> **SELECTED EXCERPT**
Schedule

Xiaofa Chen
Université Paris Cité
On exact dg categories

Abstract. We introduce the notion of an exact dg category and present a number of fundamental results concerning the dg nerve, the dg derived category, tensor products and functor categories with exact dg target. Inspired by recent work of Gorsky–Nakaoka–Palu and Fang–Gorsky–Palu–Plamondon–Pressland, we conclude with the formulation of 0-Auslander correspondence for exact dg categories.

Teresa Conde
Universität Bielefeld
Medley on exact Borel subalgebras

Abstract. Exact Borel subalgebras of quasi-hereditary algebras and standardly stratified algebras are an analog of Borel subalgebras of complex semi-simple Lie algebras. The aim of this talk is to give an overview on exact Borel subalgebras, with a focus on the homologically well-behaved subclass of regular exact Borel subalgebras. I will touch on topics such as their existence and uniqueness, their behaviour under recollements as well as on methods (old and new) to obtain information about these subalgebras without knowing them a priori.
This talk is partially based on joint work in progress with Julian Külshammer and also on joint work in progress with Steffen Koenig.

> **TASKS TO COMPLETE**
(A) According to the schedule, what is the title of Xiaofa Chen's talk?
(B) Please retype the schedule from "Xiaofa Chen" up to and including "exact dg categories.".

> **DATA PROVIDED**
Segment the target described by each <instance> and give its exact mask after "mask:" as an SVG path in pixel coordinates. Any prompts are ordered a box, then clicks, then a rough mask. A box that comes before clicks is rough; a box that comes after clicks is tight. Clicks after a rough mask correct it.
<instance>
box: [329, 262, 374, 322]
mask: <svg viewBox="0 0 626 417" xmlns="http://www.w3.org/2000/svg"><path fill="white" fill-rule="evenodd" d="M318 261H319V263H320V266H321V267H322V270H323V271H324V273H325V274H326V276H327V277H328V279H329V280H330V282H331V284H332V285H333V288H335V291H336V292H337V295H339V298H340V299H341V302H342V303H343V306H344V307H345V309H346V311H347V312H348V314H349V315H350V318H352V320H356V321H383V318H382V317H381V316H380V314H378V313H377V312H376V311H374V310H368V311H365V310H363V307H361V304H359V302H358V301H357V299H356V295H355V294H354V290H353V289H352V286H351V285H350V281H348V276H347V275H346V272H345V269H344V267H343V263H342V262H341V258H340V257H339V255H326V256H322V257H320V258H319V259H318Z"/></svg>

> **RESPONSES BY ITEM NUMBER**
(A) On exact dg categories

(B)
Xiaofa Chen
Université Paris Cité
On exact dg categories

Abstract. We introduce the notion of an exact dg category and present a number of fundamental results concerning the dg nerve, the dg derived category, tensor products and functor categories with exact dg target. Inspired by recent work of Gorsky–Nakaoka–Palu and Fang–Gorsky–Palu–Plamondon–Pressland, we conclude with the formulation of 0-Auslander correspondence for exact dg categories.